**Instructions to follow:**
Copy out the lines of the records verbatim, everything from the line containing "Tag one spot per instance of the electrical" down to the end of the records.

Point annotation dataset records:
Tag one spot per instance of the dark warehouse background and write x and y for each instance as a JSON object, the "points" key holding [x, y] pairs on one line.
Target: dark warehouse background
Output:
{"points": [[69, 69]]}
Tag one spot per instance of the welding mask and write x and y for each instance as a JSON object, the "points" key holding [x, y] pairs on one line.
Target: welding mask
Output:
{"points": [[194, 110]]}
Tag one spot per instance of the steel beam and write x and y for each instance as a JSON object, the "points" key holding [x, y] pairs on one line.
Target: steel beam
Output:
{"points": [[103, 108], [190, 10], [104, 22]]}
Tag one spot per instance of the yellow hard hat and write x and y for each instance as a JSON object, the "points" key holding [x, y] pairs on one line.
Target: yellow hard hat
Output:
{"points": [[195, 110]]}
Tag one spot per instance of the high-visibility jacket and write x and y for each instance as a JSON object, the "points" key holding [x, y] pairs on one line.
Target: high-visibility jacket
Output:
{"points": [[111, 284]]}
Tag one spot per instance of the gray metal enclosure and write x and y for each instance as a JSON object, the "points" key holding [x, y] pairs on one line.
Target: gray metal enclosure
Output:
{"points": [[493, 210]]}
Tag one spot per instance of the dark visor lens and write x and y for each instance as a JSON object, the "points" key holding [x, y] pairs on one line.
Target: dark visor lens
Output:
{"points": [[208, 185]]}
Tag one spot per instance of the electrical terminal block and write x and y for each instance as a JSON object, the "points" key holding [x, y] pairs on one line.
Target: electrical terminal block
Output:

**Task solution:**
Tag one spot per instance of the electrical terminal block and write x and y for each instance as a JSON object, the "points" key holding [x, y] pairs on one line.
Target: electrical terminal block
Output:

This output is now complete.